■ SEGMENTO DEL DOCUMENTO
+-------+

A luglio scatta il tira e molla tra Viminale e Organizzazioni non governative per la firma di un codice di condotta. Alla fine, firmano quasi tutte le Ong, eccetto una tedesca che si ritrova invischiata in un’inchiesta della procura di Trapani per favoreggiamento all’immigrazione clandestina e Medici Senza Frontiere che ritira le sue navi lasciando solo un team di sanitari sulla nave Aquarius di SoS Mediterranée. Le navi nel Mediterraneo arretrano tutte di circa 15 miglia mentre le motovedette libiche portano indietro centinaia di persone.
Ad agosto gli sbarchi si riducono in modo esponenziale. Ma quei pochi che riescono ad attraversare il mare raccontano di una Libia in pieno caos, in balia di fazioni e bande, dove gli stranieri, soprattutto gli africani, sono pura merce: rapiti e ammassati in prigioni ufficiali o peggio ancora in centri di detenzione disumani.
I segni sono visibili ai soccorritori e ai medici: le dermatiti da contatto sono in forma aggravata, le ferite da arma da fuoco e da taglio aumentano. Ma sopratutto in fuga ci sono anche i cittadini libici unici testimoni di quanto realmente accade in un paese di cui sappiamo solo quello che ai pochi giornalisti stranieri viene concesso di vedere e registrare. Le risse tra africani e libici a bordo delle navi umanitarie sono frequenti e la risposta dei nordafricani è sempre la stessa: “anche noi scappiamo dall’orrore”.

+-------+

[Dati di localizzazione di punti nelle immagini]
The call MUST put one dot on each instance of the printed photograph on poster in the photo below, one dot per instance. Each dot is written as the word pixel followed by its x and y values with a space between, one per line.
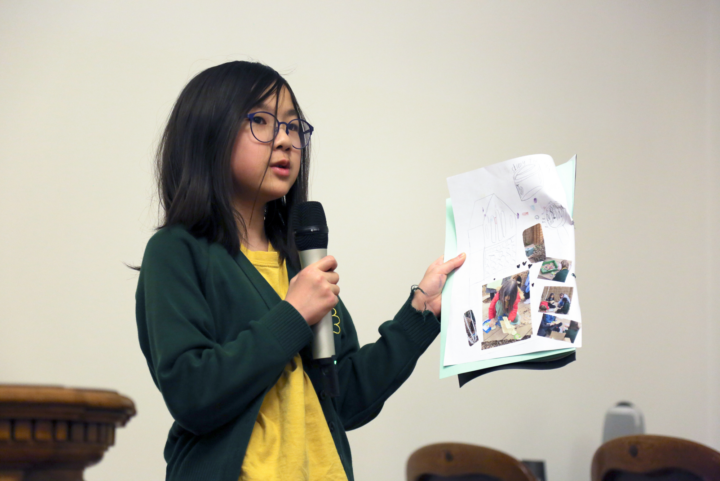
pixel 555 300
pixel 470 327
pixel 506 313
pixel 554 269
pixel 559 329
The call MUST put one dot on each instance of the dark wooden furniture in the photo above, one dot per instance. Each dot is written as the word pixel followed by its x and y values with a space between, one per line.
pixel 463 461
pixel 52 433
pixel 630 456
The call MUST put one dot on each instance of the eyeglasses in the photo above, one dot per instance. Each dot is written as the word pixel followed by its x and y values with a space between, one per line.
pixel 265 126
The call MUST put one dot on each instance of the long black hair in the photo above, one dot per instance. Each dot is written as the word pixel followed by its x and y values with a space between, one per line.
pixel 194 157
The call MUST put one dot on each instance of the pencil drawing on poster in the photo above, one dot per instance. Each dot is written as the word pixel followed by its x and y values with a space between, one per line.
pixel 555 218
pixel 492 229
pixel 528 179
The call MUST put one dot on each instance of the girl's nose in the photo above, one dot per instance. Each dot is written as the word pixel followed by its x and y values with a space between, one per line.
pixel 282 139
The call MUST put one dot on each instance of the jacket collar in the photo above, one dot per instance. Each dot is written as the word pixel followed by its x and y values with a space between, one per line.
pixel 264 289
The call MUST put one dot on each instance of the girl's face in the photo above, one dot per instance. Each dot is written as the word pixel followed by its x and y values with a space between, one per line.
pixel 251 157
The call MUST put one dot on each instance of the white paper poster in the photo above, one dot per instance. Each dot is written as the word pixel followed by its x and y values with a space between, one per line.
pixel 516 292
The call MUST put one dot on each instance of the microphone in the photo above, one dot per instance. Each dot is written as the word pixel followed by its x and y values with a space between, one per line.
pixel 311 238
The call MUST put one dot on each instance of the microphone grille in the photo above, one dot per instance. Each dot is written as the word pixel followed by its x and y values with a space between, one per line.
pixel 309 226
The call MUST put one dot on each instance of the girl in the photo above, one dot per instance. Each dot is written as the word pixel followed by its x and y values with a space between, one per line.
pixel 505 303
pixel 224 312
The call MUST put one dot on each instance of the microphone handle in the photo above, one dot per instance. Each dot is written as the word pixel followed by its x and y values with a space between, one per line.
pixel 323 341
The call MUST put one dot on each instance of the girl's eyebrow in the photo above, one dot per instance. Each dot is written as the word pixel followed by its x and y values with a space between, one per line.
pixel 267 108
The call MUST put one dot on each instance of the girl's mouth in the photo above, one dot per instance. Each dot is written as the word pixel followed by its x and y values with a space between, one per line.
pixel 281 170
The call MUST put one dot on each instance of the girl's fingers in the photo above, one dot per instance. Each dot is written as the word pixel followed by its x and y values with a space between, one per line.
pixel 453 264
pixel 327 263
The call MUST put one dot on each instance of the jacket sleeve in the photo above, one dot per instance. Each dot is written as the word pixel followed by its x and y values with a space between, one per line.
pixel 368 375
pixel 204 383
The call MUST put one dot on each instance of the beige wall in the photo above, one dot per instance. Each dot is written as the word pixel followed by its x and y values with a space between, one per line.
pixel 444 87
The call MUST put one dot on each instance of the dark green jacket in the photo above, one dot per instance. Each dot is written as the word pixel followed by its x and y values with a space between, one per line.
pixel 216 337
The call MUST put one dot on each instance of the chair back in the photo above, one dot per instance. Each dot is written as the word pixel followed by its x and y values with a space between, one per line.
pixel 464 462
pixel 658 457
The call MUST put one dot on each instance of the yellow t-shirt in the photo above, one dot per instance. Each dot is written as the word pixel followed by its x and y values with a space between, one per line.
pixel 291 439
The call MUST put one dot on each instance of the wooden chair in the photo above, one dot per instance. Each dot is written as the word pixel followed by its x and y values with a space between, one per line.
pixel 658 457
pixel 456 461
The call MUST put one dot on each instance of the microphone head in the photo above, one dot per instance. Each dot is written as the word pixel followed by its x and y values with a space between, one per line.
pixel 309 226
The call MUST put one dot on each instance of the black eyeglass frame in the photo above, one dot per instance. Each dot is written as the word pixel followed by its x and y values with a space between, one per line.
pixel 307 132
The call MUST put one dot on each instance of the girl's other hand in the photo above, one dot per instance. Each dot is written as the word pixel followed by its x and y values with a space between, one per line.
pixel 314 291
pixel 433 282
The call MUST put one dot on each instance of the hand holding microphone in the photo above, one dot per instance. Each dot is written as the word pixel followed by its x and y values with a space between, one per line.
pixel 313 292
pixel 317 290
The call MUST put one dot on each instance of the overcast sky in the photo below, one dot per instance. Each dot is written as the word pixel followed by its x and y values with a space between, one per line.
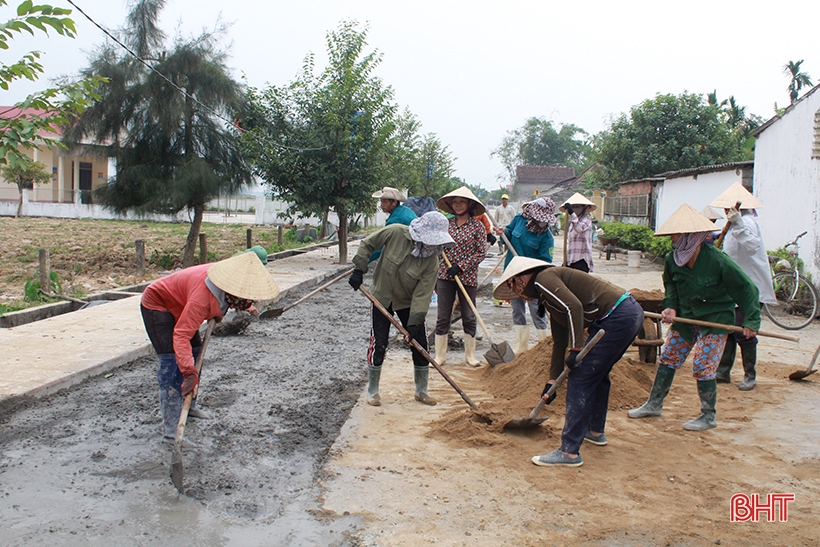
pixel 473 70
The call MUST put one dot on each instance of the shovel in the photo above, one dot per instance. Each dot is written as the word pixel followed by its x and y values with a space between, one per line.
pixel 176 456
pixel 276 312
pixel 417 346
pixel 533 420
pixel 800 374
pixel 498 353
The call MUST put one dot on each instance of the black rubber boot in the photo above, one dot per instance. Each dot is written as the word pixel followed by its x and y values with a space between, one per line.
pixel 707 390
pixel 727 361
pixel 749 355
pixel 660 389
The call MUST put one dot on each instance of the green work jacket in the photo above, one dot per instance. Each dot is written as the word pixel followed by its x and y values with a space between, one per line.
pixel 709 292
pixel 400 280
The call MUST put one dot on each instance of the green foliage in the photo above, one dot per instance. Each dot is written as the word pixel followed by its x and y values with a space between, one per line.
pixel 55 107
pixel 663 134
pixel 638 238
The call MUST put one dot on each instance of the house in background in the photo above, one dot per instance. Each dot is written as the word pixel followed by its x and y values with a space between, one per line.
pixel 787 178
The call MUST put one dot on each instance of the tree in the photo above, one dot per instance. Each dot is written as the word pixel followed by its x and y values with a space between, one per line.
pixel 321 143
pixel 537 142
pixel 25 173
pixel 666 133
pixel 169 127
pixel 42 112
pixel 797 79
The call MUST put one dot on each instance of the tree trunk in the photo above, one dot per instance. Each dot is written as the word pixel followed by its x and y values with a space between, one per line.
pixel 193 235
pixel 342 238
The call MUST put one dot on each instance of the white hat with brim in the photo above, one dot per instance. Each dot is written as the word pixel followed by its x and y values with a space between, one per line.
pixel 445 202
pixel 685 221
pixel 710 213
pixel 390 193
pixel 244 276
pixel 431 228
pixel 517 266
pixel 732 195
pixel 579 199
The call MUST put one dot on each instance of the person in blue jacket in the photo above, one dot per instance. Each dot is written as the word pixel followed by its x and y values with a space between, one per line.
pixel 530 235
pixel 390 200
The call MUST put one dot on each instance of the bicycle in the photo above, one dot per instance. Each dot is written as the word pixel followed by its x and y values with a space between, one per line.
pixel 797 299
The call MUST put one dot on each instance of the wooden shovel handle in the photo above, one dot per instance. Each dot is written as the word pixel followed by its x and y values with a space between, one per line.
pixel 733 328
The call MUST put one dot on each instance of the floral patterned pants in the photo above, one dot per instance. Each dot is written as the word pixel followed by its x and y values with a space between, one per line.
pixel 708 351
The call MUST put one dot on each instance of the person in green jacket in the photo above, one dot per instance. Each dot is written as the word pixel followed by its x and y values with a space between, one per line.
pixel 403 283
pixel 701 283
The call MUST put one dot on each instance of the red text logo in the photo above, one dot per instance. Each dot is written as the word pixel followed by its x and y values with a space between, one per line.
pixel 775 508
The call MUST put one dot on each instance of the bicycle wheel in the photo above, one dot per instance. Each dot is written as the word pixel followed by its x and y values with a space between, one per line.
pixel 796 306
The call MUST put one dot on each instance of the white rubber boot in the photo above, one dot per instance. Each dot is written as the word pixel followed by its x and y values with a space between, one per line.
pixel 469 351
pixel 522 338
pixel 441 349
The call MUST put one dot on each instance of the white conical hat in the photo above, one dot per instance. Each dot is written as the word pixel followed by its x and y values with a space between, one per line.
pixel 517 266
pixel 444 202
pixel 579 199
pixel 732 195
pixel 685 221
pixel 244 276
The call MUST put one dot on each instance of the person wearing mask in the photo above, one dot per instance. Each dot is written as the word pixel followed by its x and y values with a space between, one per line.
pixel 530 236
pixel 403 283
pixel 174 307
pixel 701 283
pixel 744 243
pixel 470 239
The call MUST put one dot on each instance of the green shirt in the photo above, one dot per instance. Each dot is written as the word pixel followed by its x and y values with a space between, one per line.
pixel 400 280
pixel 709 292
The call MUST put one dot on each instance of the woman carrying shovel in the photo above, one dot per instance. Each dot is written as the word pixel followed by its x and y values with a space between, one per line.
pixel 576 301
pixel 704 284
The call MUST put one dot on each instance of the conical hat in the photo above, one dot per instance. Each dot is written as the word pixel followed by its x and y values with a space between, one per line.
pixel 732 195
pixel 517 266
pixel 579 199
pixel 710 213
pixel 444 201
pixel 244 276
pixel 685 221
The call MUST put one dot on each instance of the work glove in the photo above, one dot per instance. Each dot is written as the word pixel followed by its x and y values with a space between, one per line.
pixel 572 359
pixel 551 397
pixel 356 279
pixel 733 216
pixel 189 382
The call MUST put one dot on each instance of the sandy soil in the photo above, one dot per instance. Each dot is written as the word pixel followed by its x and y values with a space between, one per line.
pixel 296 457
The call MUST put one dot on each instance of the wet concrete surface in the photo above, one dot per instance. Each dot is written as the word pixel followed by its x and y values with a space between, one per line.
pixel 87 465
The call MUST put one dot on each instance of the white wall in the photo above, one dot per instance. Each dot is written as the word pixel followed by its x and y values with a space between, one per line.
pixel 697 192
pixel 787 182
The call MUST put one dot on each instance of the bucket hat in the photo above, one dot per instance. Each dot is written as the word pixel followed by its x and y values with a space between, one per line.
pixel 244 276
pixel 732 195
pixel 517 266
pixel 431 228
pixel 579 199
pixel 685 221
pixel 389 193
pixel 445 202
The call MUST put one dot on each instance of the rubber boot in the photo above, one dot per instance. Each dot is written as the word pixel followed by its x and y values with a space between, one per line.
pixel 374 374
pixel 723 374
pixel 441 348
pixel 420 375
pixel 749 355
pixel 707 390
pixel 170 397
pixel 469 351
pixel 522 338
pixel 660 389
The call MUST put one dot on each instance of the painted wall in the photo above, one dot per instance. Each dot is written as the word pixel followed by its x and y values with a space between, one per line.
pixel 787 181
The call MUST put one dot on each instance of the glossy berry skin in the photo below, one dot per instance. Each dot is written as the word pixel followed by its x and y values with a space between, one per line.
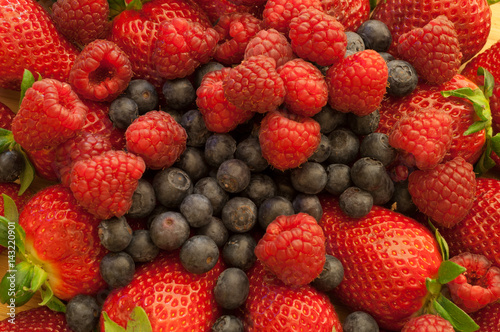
pixel 273 306
pixel 293 248
pixel 445 193
pixel 172 298
pixel 433 50
pixel 104 184
pixel 49 114
pixel 374 248
pixel 357 83
pixel 157 138
pixel 287 140
pixel 49 54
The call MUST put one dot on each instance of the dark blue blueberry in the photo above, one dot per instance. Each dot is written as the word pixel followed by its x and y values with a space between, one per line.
pixel 376 35
pixel 115 233
pixel 122 112
pixel 331 276
pixel 199 254
pixel 82 313
pixel 231 289
pixel 144 94
pixel 169 230
pixel 117 269
pixel 239 251
pixel 403 78
pixel 355 202
pixel 179 94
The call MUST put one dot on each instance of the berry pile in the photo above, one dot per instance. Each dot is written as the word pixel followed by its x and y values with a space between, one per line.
pixel 238 165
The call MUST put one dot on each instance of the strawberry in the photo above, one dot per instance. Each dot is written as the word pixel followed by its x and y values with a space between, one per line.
pixel 31 41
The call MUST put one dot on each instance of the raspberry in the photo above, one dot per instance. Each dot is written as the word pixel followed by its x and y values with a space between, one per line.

+-------+

■ PARTI DELL'ESERCIZIO
- a) Cita dal segmento del documento il passo che va da "A luglio scatta" fino a "centinaia di persone." compreso.
- b) Nel segmento del documento, quale procura indaga sulla Ong tedesca che non firma il codice di condotta?
- c) Riassumi il segmento del documento in due frasi.
Per svolgere l'esercizio i dati non vanno presi in considerazione.

■ RISULTATI ATTESI
- a)
A luglio scatta il tira e molla tra Viminale e Organizzazioni non governative per la firma di un codice di condotta. Alla fine, firmano quasi tutte le Ong, eccetto una tedesca che si ritrova invischiata in un’inchiesta della procura di Trapani per favoreggiamento all’immigrazione clandestina e Medici Senza Frontiere che ritira le sue navi lasciando solo un team di sanitari sulla nave Aquarius di SoS Mediterranée. Le navi nel Mediterraneo arretrano tutte di circa 15 miglia mentre le motovedette libiche portano indietro centinaia di persone.

- b) La procura di Trapani.

- c) A luglio quasi tutte le Ong firmano il codice di condotta voluto dal Viminale, le navi nel Mediterraneo arretrano di circa 15 miglia e le motovedette libiche riportano indietro centinaia di persone. Ad agosto gli sbarchi si riducono drasticamente, mentre chi riesce ad arrivare racconta di una Libia nel caos, dove gli stranieri vengono rapiti e imprigionati e da cui fuggono anche cittadini libici.